## Input data
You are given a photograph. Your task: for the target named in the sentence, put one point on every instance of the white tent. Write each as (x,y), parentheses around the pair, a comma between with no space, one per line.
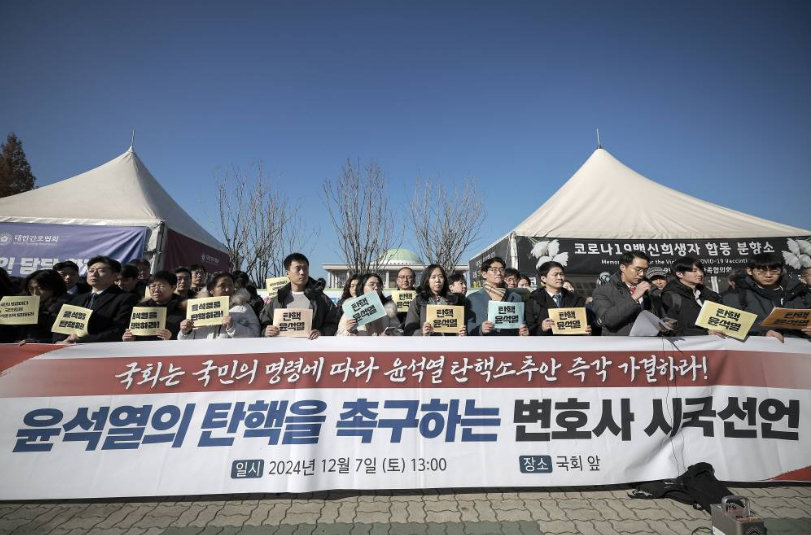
(607,207)
(121,192)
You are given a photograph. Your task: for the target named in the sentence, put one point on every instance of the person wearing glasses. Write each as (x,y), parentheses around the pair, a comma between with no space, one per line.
(495,289)
(161,288)
(110,304)
(767,285)
(619,301)
(683,297)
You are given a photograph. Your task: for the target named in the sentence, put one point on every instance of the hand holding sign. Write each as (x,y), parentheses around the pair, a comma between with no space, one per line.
(730,321)
(21,310)
(365,308)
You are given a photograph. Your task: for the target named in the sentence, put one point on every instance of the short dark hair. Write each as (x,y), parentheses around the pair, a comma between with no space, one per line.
(424,289)
(166,276)
(365,277)
(543,271)
(490,261)
(214,278)
(295,257)
(141,262)
(241,279)
(129,271)
(347,284)
(686,263)
(627,257)
(48,279)
(762,260)
(115,265)
(67,263)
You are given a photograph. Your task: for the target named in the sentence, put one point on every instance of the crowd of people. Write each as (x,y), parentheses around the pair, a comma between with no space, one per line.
(111,291)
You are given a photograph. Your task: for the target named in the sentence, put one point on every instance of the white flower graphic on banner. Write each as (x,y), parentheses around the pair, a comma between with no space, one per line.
(798,255)
(549,251)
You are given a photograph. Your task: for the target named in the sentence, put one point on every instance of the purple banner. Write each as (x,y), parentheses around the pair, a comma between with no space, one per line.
(27,247)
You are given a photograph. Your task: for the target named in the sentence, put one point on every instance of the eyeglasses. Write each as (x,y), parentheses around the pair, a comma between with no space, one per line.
(769,269)
(637,269)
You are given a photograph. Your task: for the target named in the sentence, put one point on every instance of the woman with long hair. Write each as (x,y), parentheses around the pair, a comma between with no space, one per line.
(52,292)
(388,325)
(433,290)
(241,321)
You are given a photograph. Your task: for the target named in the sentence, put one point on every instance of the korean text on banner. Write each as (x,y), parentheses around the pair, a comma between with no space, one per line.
(293,322)
(21,310)
(207,311)
(445,318)
(273,284)
(505,315)
(788,318)
(365,308)
(147,321)
(568,320)
(403,298)
(363,413)
(72,320)
(731,321)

## Written task
Write out all the entries word for word, but skip any images.

## Full answer
You are given a photograph. Your task: for the target named in the sentence, put one point on every instance of the white tent. Write each as (x,y), parentheses around the pair, a comma between with no space, one per line.
(607,207)
(121,192)
You are given a photograph. Your task: for the target named in the sentence, put one point on every instance of the person wearing glasses. Write each as (x,y), parentheses around the pair, a comma between with no space, one per line.
(495,289)
(161,288)
(110,304)
(767,285)
(619,301)
(683,297)
You are given a photograph. Your task: for the target named in the sentence, put one point on every instance of the hand holding sign. Write each as (x,y), parentheses around the pair, a comma between with no space, one per line.
(730,321)
(21,310)
(365,308)
You are given a photograph. Your task: for the target named in the sentence, put one point on every instance of the short dark hair. Write each as (x,y), parentheses around the pair, a comma between with no space, one per line.
(424,289)
(166,276)
(365,277)
(543,271)
(490,261)
(214,278)
(295,257)
(141,262)
(241,279)
(129,271)
(347,284)
(686,263)
(627,257)
(48,279)
(762,260)
(115,265)
(67,263)
You are given a photograph. Your task: for the target named in the sentence, put one point on every instance of the crowd of people. Write each as (x,y), parentheses around the pair, a comma between with no space, one per line.
(111,291)
You are given a photograph. Your task: for the target named in the sentence, put one point on every instance of the white flower graphic on banner. Write each as (x,y), parentheses around the pair, a comma between with no space, one per line.
(798,255)
(549,251)
You are given a photograph. Your task: for the target named in the sentence, put one point on every instance of the purple banner. Write each as (x,y), parentheses around the pair, a comma between with no space, one per line.
(27,247)
You are given a photograph. Your task: for the target named in the sentence, put one point on every instance of the eyeglasses. Write each as (x,y), parentheses around the pair, a comma between with no space, one per line.
(769,269)
(637,269)
You are given a photograph. Your task: for the target named in the sentence, put one point on every instance of the woman with long hair. Write each as (x,y), parentheses around the pair, a comma between with no space, one per line.
(52,292)
(388,325)
(433,290)
(241,321)
You are given a photograph. Your task: for the target named in the sentence, put one point on every instance of the korean text on banner. Write each as (x,y), parentheses around the pair, a comma between with no space, one per line.
(293,322)
(21,310)
(207,311)
(445,318)
(273,284)
(505,315)
(788,318)
(365,308)
(147,321)
(568,320)
(403,298)
(363,413)
(72,320)
(731,321)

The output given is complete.